(Referring expression pointing data)
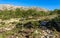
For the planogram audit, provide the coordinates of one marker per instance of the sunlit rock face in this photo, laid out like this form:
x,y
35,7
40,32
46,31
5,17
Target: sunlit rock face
x,y
9,7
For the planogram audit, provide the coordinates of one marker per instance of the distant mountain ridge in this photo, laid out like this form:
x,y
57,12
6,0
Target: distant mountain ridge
x,y
9,7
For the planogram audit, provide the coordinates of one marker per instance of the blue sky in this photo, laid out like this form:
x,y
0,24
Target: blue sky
x,y
47,4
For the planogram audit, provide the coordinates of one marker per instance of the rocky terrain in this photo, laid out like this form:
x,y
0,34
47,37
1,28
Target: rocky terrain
x,y
31,22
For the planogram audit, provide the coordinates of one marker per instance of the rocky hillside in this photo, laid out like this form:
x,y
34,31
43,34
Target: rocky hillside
x,y
25,22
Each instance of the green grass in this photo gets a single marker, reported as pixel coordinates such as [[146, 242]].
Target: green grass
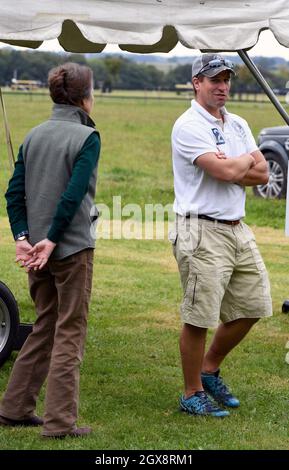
[[131, 376]]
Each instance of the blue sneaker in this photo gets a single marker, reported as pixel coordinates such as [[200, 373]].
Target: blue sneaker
[[214, 385], [201, 404]]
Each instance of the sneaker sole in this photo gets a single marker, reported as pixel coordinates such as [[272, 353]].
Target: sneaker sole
[[224, 414]]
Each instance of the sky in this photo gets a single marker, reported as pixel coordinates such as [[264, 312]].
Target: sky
[[267, 46]]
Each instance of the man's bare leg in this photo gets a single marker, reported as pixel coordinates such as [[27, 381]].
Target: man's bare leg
[[227, 336], [192, 349]]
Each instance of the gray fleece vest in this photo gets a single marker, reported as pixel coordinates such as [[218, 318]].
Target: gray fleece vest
[[49, 152]]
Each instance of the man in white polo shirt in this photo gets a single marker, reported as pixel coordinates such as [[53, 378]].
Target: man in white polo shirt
[[222, 272]]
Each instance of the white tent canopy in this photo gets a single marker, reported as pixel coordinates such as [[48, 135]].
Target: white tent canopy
[[143, 25]]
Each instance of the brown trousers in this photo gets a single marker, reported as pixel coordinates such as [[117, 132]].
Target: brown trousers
[[54, 350]]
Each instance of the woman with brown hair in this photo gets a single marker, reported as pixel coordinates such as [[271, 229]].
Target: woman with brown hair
[[49, 200]]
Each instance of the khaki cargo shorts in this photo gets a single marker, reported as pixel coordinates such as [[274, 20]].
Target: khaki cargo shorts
[[222, 272]]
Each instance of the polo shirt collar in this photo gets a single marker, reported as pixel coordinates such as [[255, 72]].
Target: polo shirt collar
[[208, 116]]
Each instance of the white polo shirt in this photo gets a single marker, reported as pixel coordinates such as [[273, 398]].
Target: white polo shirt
[[197, 132]]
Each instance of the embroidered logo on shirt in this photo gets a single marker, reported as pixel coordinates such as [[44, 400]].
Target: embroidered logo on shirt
[[238, 128], [218, 136]]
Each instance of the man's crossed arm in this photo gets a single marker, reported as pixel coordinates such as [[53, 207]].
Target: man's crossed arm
[[249, 169]]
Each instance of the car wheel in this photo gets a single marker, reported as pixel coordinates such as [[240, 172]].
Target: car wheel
[[276, 187], [9, 322]]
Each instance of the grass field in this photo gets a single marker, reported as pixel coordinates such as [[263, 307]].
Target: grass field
[[131, 376]]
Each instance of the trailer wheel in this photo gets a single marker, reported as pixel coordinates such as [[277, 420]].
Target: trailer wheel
[[9, 322]]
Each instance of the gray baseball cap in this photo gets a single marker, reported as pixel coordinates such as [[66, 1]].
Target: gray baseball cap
[[211, 65]]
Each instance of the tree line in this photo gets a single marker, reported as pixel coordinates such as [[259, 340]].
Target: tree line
[[119, 72]]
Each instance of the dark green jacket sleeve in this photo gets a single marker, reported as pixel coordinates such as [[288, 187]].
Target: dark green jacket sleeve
[[72, 197], [15, 197]]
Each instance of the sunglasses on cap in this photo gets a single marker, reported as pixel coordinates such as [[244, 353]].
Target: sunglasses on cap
[[215, 63]]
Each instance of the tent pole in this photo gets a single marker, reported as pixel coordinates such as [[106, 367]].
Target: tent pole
[[262, 82]]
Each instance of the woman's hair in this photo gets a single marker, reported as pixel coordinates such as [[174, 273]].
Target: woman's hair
[[70, 83]]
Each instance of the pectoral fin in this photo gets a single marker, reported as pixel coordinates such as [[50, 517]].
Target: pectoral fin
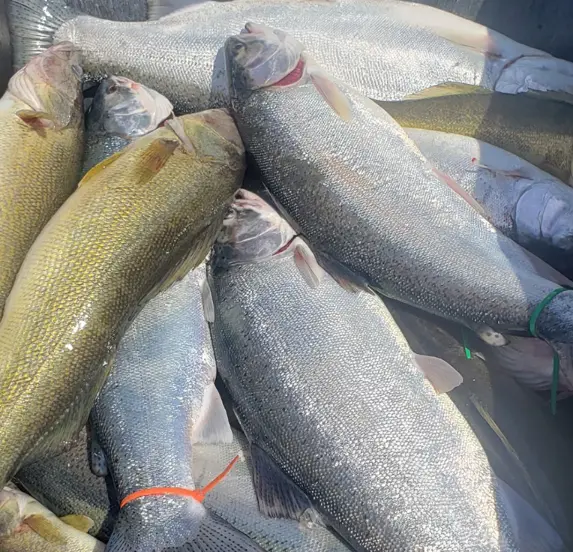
[[213, 424], [439, 373], [306, 263], [45, 528], [330, 92]]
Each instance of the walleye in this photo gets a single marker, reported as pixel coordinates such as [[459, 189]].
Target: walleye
[[528, 205], [333, 401], [235, 501], [371, 205], [537, 127], [41, 146], [121, 111], [64, 483], [397, 48], [26, 526], [159, 399], [137, 221]]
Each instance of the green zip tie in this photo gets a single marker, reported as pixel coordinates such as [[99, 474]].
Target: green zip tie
[[533, 331], [465, 344]]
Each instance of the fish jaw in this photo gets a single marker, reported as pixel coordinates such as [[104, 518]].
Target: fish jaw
[[50, 84], [252, 232], [125, 108], [260, 57]]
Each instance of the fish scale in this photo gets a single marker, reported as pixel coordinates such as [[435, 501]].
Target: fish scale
[[363, 195], [179, 56], [93, 265], [323, 381], [39, 169]]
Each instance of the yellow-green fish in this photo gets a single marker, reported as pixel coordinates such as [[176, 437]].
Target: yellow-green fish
[[27, 526], [538, 127], [41, 145], [136, 222]]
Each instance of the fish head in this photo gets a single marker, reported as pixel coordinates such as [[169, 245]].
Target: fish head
[[50, 86], [252, 232], [126, 108], [211, 134], [544, 214], [260, 57]]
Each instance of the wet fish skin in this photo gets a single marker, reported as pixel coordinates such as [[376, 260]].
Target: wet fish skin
[[121, 111], [158, 399], [39, 166], [527, 204], [294, 358], [235, 501], [406, 47], [428, 249], [65, 484], [27, 526], [123, 231], [534, 127]]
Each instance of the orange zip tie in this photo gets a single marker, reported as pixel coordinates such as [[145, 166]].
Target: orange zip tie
[[196, 494]]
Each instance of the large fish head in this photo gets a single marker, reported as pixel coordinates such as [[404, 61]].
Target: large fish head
[[50, 86], [126, 108], [252, 232], [260, 57], [544, 214]]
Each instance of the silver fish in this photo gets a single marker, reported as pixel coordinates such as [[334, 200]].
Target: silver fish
[[371, 205], [65, 484], [121, 111], [332, 398], [235, 501], [527, 204], [159, 398], [387, 49]]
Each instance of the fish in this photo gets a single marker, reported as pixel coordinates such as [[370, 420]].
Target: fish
[[397, 48], [341, 419], [26, 525], [121, 111], [525, 203], [65, 484], [159, 400], [235, 501], [527, 446], [41, 146], [537, 127], [124, 10], [137, 222], [371, 207]]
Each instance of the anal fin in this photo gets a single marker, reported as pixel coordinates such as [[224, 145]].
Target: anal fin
[[277, 495], [439, 373], [79, 522], [213, 424]]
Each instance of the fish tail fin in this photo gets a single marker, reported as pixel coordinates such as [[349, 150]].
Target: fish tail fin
[[174, 523], [33, 24]]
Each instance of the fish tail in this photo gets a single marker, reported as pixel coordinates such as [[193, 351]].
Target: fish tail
[[174, 523], [33, 24]]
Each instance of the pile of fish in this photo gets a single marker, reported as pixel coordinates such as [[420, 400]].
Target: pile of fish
[[267, 266]]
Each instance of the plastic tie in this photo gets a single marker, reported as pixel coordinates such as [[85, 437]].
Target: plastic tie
[[196, 494], [533, 331]]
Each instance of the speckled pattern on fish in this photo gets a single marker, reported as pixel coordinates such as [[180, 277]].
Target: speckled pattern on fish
[[324, 381]]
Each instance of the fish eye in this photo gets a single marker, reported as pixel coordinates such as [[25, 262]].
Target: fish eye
[[238, 47]]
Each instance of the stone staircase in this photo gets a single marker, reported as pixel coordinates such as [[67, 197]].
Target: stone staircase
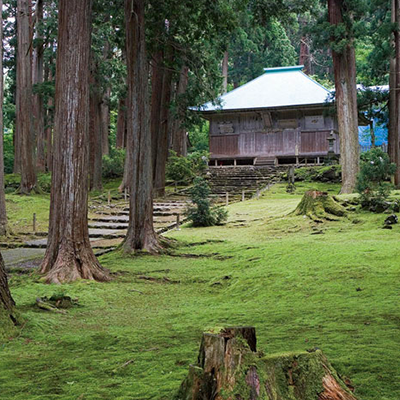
[[235, 180]]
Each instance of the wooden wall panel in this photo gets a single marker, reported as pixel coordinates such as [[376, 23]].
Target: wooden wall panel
[[225, 145]]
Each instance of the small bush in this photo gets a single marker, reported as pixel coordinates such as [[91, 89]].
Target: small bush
[[202, 214], [113, 164], [183, 169], [373, 180]]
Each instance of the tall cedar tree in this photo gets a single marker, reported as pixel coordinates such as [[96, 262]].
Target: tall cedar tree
[[69, 255], [3, 215], [141, 234], [38, 75], [394, 93], [6, 301], [344, 65], [24, 123]]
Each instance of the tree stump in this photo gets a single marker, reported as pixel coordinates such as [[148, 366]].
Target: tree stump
[[319, 206], [229, 368], [7, 318]]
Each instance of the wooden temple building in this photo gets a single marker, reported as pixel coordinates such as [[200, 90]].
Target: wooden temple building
[[278, 118]]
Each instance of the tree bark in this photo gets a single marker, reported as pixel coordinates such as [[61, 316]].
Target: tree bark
[[24, 122], [162, 138], [121, 124], [38, 109], [229, 368], [394, 95], [96, 133], [346, 103], [225, 62], [179, 140], [6, 301], [69, 255], [3, 214], [141, 234], [319, 206], [156, 97]]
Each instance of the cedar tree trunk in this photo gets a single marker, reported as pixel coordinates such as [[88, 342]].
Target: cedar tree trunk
[[225, 62], [394, 94], [346, 102], [179, 140], [162, 139], [95, 134], [156, 96], [229, 368], [3, 214], [38, 109], [69, 255], [121, 124], [141, 234], [24, 121], [6, 301]]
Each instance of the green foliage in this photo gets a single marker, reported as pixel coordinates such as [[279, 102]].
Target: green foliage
[[202, 214], [329, 173], [8, 153], [373, 179], [12, 182], [113, 164], [198, 136], [183, 169], [137, 337]]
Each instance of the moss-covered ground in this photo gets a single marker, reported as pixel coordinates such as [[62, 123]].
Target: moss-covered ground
[[303, 285]]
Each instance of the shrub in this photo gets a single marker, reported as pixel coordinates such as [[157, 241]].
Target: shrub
[[113, 164], [202, 214], [373, 180], [183, 169], [179, 169]]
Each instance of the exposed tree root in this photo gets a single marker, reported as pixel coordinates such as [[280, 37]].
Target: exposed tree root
[[71, 265], [319, 206], [230, 368]]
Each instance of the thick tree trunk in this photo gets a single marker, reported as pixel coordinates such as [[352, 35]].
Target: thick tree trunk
[[3, 214], [95, 135], [305, 58], [38, 109], [105, 121], [229, 368], [156, 97], [121, 124], [141, 234], [162, 139], [49, 125], [69, 255], [319, 206], [394, 96], [6, 301], [225, 62], [179, 140], [24, 122], [346, 103]]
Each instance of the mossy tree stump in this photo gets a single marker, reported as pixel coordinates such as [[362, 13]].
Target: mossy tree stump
[[229, 368], [7, 317], [319, 206]]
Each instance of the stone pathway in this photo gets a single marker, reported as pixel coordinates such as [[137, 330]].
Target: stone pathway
[[107, 228]]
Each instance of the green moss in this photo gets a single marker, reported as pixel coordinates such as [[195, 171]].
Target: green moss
[[298, 289]]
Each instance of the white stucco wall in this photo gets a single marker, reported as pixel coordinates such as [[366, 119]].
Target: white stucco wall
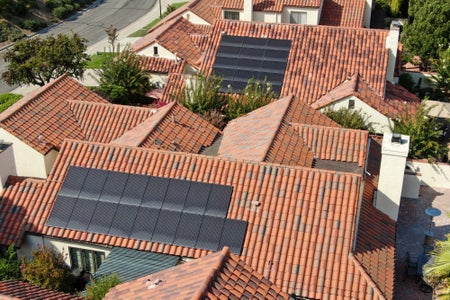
[[433, 175], [194, 19], [380, 121], [7, 166], [31, 242], [162, 51], [28, 161]]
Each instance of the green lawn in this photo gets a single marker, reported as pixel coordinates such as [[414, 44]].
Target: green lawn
[[143, 31], [8, 99]]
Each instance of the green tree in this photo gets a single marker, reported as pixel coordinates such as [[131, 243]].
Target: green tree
[[437, 272], [9, 264], [350, 118], [98, 288], [38, 61], [428, 29], [442, 68], [255, 95], [122, 79], [424, 133], [47, 269]]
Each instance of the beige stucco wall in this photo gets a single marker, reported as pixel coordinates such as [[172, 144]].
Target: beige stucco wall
[[31, 242], [28, 162], [380, 121]]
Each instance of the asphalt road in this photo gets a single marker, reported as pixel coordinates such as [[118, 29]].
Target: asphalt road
[[91, 23]]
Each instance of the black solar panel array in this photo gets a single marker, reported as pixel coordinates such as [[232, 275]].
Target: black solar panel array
[[240, 58], [170, 211]]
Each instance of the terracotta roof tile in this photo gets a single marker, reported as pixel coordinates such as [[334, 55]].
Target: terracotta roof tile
[[221, 274], [343, 13], [300, 237], [271, 6], [42, 119], [321, 57], [175, 36], [173, 127], [26, 291], [397, 100]]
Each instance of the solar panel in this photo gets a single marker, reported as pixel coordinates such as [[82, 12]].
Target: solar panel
[[144, 224], [233, 235], [93, 185], [155, 192], [73, 182], [210, 232], [114, 186], [134, 189], [246, 55], [166, 226], [197, 198], [62, 209], [188, 229], [219, 200], [103, 217], [176, 194], [123, 222], [82, 214]]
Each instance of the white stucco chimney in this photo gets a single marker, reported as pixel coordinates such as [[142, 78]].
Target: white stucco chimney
[[248, 10], [392, 47], [393, 161]]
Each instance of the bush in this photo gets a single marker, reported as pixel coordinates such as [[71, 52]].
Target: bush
[[8, 99], [33, 25], [9, 264], [47, 269], [98, 288]]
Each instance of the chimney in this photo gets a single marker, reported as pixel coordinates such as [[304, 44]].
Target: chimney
[[393, 161], [392, 47], [248, 10]]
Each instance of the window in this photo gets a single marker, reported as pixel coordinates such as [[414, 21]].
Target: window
[[351, 103], [298, 17], [86, 260], [231, 15]]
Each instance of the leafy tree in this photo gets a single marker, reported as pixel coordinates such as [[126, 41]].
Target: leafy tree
[[122, 79], [442, 78], [38, 61], [428, 28], [437, 273], [47, 269], [255, 95], [350, 118], [424, 133], [98, 288], [202, 94], [9, 264]]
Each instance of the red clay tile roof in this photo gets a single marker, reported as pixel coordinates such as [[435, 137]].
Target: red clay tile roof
[[175, 36], [343, 13], [173, 127], [397, 100], [26, 291], [300, 236], [221, 275], [339, 144], [161, 65], [321, 57], [272, 5], [264, 135], [46, 113]]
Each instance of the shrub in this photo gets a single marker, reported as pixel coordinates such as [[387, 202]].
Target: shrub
[[98, 288], [47, 269], [8, 99]]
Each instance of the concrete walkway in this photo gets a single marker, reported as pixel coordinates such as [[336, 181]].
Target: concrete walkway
[[411, 228], [123, 39]]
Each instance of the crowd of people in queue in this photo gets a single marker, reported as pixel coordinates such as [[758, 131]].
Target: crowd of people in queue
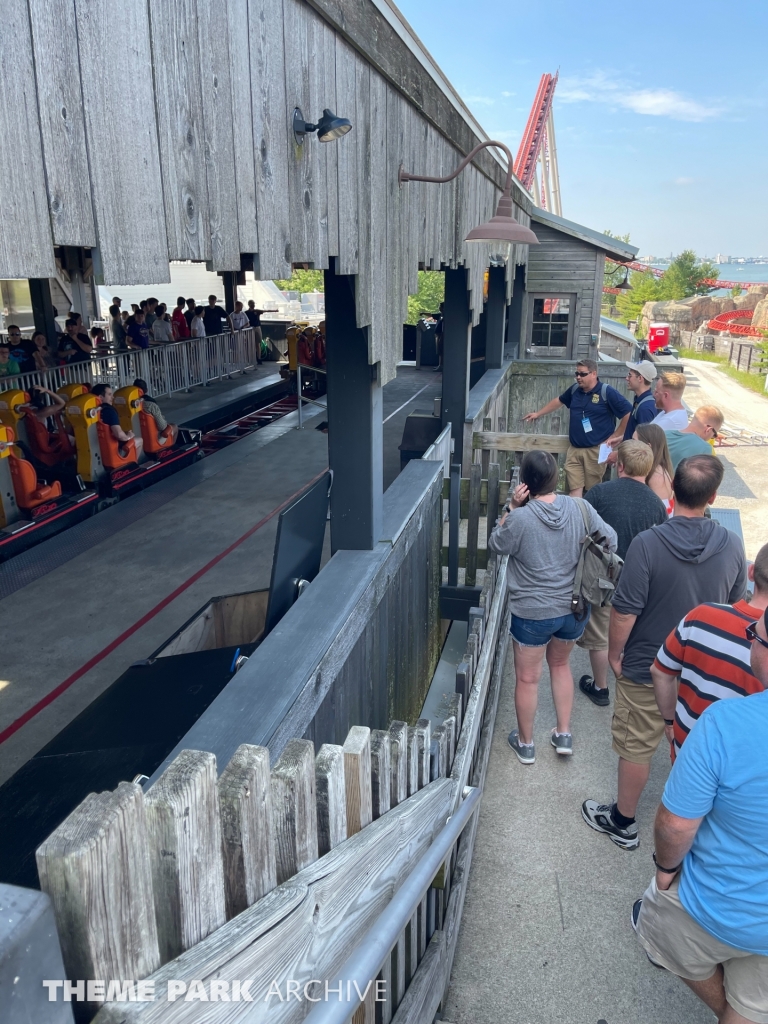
[[681, 639]]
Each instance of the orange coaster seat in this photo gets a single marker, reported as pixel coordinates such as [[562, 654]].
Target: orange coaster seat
[[29, 493], [151, 434], [49, 449], [110, 448]]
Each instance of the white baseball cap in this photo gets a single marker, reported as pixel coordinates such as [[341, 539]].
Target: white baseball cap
[[646, 369]]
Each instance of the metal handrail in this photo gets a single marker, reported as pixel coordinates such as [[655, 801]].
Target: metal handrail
[[298, 390], [168, 367], [366, 962]]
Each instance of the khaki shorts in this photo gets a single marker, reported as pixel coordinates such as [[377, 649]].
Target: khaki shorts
[[582, 468], [673, 938], [637, 725], [595, 637]]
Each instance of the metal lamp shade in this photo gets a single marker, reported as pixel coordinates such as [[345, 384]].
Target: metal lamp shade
[[503, 227], [331, 127]]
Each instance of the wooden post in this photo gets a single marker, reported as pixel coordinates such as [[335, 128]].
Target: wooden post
[[248, 843], [184, 826], [380, 772], [332, 807], [413, 761], [398, 763], [473, 522], [357, 778], [95, 867], [294, 809], [423, 739]]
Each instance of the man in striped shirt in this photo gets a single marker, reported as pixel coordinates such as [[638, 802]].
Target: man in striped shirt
[[707, 658]]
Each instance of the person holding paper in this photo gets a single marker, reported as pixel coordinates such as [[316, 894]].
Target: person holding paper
[[594, 409]]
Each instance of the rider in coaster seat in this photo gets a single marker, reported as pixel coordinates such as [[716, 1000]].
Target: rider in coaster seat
[[117, 445], [29, 492], [157, 432]]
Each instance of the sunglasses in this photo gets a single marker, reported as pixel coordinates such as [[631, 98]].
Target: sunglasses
[[752, 635]]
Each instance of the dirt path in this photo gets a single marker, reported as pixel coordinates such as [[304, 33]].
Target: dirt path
[[745, 483]]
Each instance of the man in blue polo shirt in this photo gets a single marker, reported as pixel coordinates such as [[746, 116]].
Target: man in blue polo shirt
[[705, 915], [594, 410]]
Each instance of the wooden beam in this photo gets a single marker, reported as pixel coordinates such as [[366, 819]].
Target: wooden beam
[[519, 442]]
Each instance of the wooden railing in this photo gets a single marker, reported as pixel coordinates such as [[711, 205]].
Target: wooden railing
[[263, 876]]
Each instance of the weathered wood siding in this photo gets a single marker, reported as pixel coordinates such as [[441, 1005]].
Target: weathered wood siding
[[563, 265], [174, 140]]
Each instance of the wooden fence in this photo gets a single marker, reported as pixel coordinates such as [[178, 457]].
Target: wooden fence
[[245, 882]]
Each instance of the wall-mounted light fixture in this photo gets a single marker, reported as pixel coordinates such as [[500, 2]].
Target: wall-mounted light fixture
[[502, 228], [329, 127]]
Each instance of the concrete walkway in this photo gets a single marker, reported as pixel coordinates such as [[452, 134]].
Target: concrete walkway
[[546, 935], [745, 482]]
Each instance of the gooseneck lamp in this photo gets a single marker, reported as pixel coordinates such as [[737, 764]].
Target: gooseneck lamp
[[504, 227]]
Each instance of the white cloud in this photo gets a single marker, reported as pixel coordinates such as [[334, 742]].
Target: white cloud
[[602, 87]]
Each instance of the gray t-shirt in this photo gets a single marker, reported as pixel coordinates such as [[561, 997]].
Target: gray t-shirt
[[667, 572], [544, 542]]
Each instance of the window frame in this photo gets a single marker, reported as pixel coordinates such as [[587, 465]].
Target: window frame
[[540, 353]]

● Work instruction:
Using the data above, print exactly the lines from the line that contains "Each instance of the black" through the line that contains "Each instance of the red", with both included.

● Answer to this problem:
Each instance of the black solar panel array in this photo gets a single marker, reported as pixel coordinates such as [[232, 275]].
Target: black solar panel array
[[240, 58], [170, 211]]
Each instance of the terracotta roof tile in this photo gets a single marker, reported as pixel coordinates such as [[334, 55]].
Target: terracotta roof tile
[[221, 274], [343, 13], [300, 237], [271, 6], [42, 119], [321, 57], [175, 36], [173, 127], [26, 291], [397, 100]]
Each instance of the solar panel in this photo gets a single marker, reported as pixel coordinates such as [[82, 12]].
Target: solar panel
[[144, 224], [233, 235], [93, 185], [155, 192], [73, 182], [210, 232], [114, 186], [134, 189], [246, 55], [166, 226], [197, 198], [62, 209], [188, 229], [219, 200], [103, 217], [176, 194], [123, 222], [82, 214]]
Each instance of the white stucco chimney in this photo gets a single marker, reported as pixel coordinates such as [[142, 78]].
Target: white stucco chimney
[[248, 10], [392, 47], [393, 161]]
Each instance of the bush in this photo gets a single marker, reported as pixel coordinates such as [[71, 52]].
Target: bush
[[8, 99], [33, 25], [9, 264], [47, 269], [98, 288]]
Each instance of the chimney in this photo gets a single marker, reported as pixel coordinates such as [[304, 44]].
Target: chimney
[[393, 161], [392, 47], [248, 10]]
Each instance of the window in this photo gets a single marker, reported as pixel coordinates such as [[414, 21]].
Target: window
[[351, 103], [298, 17], [86, 260], [231, 15]]
Each instance of the leafy tree in this photo gets a single marker, reported as pixel coordinates such as [[126, 41]].
Target: leafy tree
[[122, 79], [442, 78], [38, 61], [428, 28], [437, 273], [47, 269], [255, 95], [350, 118], [424, 133], [98, 288], [202, 94], [9, 264]]
Each instance of the red clay tile roof in this photo gets a single marker, reported as pixel coordinates such as [[435, 137]].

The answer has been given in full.